● **Records supplied**
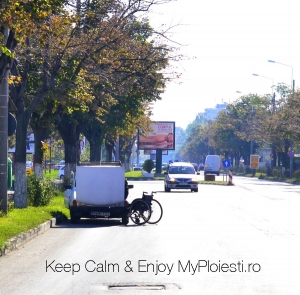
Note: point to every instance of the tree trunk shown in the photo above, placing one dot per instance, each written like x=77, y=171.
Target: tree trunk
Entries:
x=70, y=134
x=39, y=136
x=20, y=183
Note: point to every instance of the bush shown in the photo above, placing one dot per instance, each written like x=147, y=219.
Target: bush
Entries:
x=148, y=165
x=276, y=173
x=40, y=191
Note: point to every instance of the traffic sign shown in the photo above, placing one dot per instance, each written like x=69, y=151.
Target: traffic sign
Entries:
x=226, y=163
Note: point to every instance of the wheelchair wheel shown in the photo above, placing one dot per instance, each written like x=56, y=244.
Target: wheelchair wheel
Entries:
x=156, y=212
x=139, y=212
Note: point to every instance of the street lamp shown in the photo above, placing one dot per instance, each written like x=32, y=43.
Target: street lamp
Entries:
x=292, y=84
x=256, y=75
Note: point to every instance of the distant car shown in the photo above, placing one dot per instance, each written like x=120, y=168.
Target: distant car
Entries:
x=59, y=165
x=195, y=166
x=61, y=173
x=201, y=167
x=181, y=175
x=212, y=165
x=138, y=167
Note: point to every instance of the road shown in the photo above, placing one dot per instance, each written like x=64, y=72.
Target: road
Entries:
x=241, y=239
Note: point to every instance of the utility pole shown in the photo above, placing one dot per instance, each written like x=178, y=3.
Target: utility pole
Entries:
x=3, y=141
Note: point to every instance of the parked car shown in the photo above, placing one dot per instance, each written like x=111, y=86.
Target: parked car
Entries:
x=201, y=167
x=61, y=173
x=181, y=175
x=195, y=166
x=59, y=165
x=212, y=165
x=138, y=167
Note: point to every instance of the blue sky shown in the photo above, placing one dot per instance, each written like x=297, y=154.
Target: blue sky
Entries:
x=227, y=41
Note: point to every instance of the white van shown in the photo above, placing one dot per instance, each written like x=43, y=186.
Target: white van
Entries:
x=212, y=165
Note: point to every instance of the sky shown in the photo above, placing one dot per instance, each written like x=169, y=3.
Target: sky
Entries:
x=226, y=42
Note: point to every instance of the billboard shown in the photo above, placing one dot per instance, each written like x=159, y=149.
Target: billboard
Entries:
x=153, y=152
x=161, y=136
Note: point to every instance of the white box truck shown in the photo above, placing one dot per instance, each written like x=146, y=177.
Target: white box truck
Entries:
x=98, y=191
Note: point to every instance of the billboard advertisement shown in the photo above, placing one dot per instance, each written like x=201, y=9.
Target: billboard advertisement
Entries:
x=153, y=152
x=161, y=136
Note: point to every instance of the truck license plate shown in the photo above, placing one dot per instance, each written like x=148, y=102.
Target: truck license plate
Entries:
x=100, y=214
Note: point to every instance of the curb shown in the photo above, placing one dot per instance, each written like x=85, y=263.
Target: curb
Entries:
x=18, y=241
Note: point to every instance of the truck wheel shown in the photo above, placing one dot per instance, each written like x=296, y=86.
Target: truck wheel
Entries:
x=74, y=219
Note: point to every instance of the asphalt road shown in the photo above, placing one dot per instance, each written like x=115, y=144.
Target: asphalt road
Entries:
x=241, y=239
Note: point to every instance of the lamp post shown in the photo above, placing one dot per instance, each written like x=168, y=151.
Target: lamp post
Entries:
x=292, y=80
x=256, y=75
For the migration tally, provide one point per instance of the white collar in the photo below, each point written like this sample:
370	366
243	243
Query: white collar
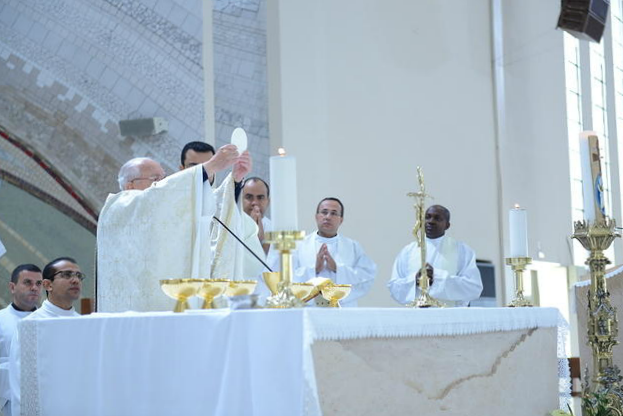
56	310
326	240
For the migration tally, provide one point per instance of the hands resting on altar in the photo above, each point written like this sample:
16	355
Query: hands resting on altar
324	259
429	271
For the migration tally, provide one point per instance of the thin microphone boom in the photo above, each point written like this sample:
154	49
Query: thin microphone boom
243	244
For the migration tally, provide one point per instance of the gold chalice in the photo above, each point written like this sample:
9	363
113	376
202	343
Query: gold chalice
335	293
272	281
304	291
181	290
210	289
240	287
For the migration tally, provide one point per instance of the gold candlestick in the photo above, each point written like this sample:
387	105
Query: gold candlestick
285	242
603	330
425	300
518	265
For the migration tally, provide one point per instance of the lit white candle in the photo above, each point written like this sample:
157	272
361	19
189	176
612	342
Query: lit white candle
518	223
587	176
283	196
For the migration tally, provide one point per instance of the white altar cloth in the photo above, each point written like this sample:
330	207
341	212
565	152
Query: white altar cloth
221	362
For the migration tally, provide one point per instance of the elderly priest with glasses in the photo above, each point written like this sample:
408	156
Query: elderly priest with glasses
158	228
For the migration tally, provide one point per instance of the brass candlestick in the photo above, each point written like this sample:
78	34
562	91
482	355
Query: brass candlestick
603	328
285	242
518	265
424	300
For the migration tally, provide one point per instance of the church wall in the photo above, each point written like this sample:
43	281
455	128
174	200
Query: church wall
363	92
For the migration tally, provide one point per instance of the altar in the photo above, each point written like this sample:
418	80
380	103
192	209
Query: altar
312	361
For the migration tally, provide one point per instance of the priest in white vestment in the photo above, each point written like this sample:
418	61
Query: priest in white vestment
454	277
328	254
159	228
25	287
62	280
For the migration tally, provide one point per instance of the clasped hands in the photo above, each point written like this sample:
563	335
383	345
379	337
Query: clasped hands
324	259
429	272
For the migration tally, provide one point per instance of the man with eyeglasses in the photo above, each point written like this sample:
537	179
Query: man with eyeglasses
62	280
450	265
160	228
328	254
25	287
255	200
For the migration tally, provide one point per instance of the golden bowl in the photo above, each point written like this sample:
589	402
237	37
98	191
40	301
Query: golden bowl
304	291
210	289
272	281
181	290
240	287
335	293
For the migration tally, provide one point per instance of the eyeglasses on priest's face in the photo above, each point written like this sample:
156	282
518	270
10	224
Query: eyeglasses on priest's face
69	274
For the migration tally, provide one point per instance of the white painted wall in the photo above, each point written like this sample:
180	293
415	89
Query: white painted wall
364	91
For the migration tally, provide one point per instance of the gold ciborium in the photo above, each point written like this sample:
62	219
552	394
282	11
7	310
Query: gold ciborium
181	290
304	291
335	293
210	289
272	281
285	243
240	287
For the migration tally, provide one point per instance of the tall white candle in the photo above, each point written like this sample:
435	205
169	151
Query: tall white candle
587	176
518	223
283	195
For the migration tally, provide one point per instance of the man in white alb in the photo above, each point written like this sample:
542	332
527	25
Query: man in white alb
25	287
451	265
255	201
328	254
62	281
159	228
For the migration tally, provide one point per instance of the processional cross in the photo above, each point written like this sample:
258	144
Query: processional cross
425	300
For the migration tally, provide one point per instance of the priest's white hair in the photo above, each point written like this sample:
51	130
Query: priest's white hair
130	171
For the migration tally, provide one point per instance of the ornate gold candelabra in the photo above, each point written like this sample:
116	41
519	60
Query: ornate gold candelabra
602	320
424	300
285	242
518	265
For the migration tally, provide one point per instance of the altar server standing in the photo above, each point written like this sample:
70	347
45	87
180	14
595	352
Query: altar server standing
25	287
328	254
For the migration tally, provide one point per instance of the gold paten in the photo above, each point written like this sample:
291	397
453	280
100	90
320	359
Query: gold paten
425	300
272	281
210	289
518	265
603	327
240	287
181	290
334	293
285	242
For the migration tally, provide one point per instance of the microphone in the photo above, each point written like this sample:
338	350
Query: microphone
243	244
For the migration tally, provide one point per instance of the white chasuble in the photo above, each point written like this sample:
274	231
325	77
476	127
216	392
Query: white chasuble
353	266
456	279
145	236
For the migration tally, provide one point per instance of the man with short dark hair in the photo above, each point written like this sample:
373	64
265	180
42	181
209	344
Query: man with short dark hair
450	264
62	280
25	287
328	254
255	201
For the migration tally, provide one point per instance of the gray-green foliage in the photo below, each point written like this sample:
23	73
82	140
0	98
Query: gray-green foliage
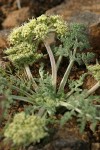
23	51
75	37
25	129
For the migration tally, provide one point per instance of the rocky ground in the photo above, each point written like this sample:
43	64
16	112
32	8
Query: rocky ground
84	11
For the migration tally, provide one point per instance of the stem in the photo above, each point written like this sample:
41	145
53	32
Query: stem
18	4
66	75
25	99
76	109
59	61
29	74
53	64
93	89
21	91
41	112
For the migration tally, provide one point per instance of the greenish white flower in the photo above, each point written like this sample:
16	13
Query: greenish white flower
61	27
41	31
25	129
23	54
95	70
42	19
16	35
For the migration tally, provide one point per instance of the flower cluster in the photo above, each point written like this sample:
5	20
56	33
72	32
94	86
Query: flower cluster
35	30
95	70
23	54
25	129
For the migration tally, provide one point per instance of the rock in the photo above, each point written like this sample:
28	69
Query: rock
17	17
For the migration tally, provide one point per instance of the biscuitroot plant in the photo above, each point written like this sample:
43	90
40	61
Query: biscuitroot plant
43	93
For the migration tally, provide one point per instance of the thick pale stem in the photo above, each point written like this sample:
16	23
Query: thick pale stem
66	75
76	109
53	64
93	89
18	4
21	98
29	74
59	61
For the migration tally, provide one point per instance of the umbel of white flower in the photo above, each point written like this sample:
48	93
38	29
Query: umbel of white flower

---

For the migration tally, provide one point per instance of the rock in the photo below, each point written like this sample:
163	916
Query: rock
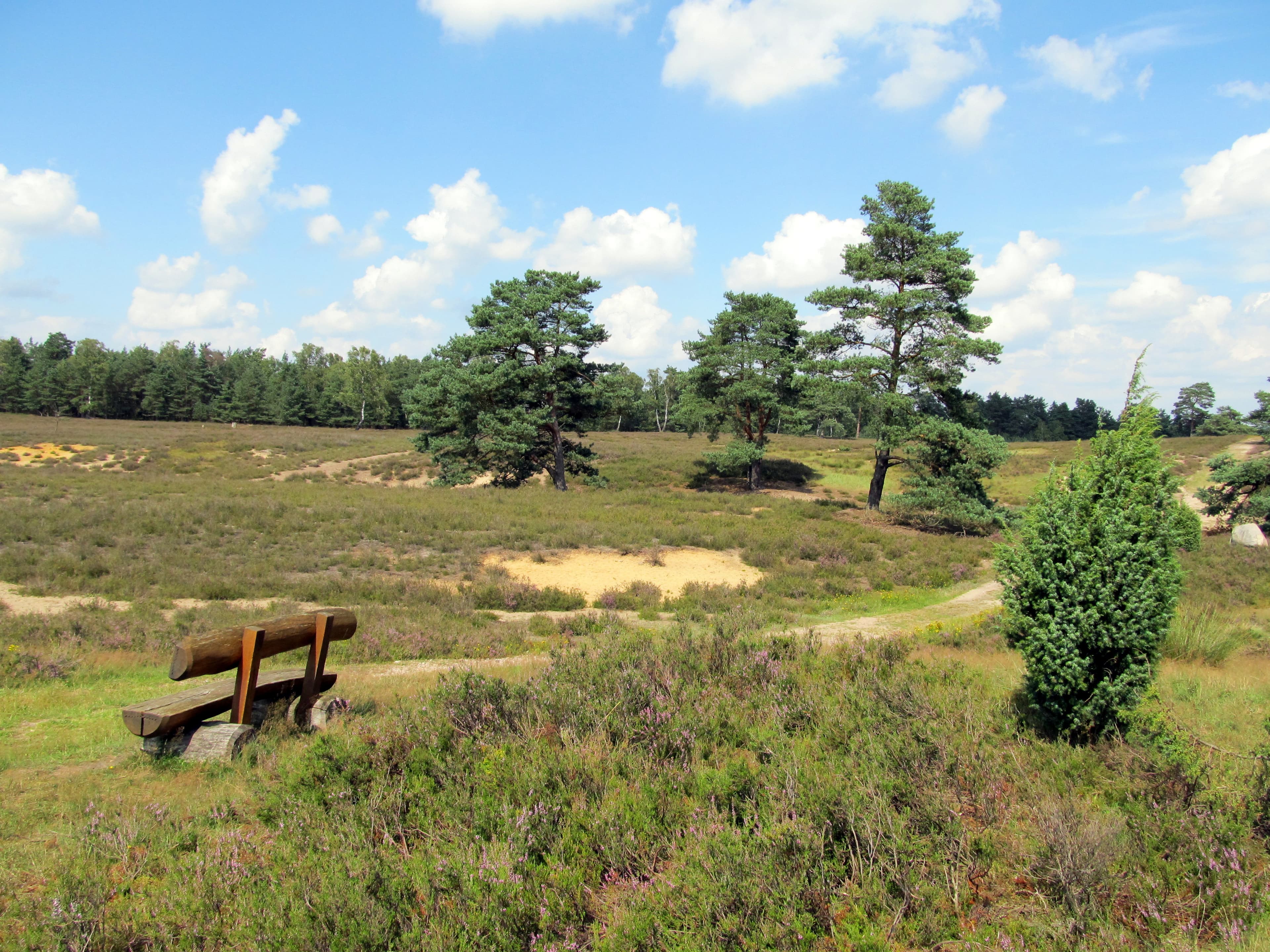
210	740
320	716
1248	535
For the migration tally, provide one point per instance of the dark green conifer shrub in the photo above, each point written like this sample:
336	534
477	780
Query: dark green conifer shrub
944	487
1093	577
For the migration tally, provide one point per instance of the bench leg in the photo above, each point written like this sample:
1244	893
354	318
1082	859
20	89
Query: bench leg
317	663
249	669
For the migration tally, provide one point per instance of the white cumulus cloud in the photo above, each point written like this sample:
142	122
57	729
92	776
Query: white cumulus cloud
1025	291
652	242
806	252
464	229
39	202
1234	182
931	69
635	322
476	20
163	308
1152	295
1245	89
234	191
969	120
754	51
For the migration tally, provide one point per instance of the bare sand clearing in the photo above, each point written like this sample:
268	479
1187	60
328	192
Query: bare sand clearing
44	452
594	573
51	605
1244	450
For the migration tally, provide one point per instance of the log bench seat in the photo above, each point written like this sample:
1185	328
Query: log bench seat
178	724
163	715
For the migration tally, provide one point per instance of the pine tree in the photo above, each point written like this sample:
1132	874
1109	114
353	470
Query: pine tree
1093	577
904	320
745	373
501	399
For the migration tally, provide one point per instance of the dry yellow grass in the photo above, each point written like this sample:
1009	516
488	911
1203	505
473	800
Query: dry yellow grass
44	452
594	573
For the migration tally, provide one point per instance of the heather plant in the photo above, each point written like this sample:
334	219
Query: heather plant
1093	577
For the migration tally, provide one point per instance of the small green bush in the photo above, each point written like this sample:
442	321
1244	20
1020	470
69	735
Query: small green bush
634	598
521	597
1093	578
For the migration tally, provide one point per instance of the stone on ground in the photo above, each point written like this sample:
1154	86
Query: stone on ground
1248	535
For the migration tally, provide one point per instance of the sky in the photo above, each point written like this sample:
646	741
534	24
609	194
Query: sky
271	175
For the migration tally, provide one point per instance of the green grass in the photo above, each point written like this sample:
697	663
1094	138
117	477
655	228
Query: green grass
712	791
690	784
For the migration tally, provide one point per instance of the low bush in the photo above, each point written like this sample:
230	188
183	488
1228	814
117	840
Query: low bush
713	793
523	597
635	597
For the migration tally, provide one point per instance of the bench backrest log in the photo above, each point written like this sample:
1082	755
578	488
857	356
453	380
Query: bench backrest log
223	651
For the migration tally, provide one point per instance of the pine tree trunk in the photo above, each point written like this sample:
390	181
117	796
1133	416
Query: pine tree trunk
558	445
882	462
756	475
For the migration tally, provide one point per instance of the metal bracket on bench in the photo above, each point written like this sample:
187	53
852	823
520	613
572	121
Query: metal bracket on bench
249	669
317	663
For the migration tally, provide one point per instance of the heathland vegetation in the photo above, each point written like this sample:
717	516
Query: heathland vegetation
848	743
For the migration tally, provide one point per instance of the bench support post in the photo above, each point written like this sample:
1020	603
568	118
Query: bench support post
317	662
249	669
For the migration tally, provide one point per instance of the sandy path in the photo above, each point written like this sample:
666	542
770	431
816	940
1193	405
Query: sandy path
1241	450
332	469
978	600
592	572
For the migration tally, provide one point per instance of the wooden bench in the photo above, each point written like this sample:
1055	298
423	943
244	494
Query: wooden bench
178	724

● **What this task involves**
Search the records above for the string "utility". Copy every line that contains it.

● **Output for this task**
Note: point to every instance of the utility pole shown in the photo above, placing one dot per instance, each written like x=178, y=3.
Target: utility pole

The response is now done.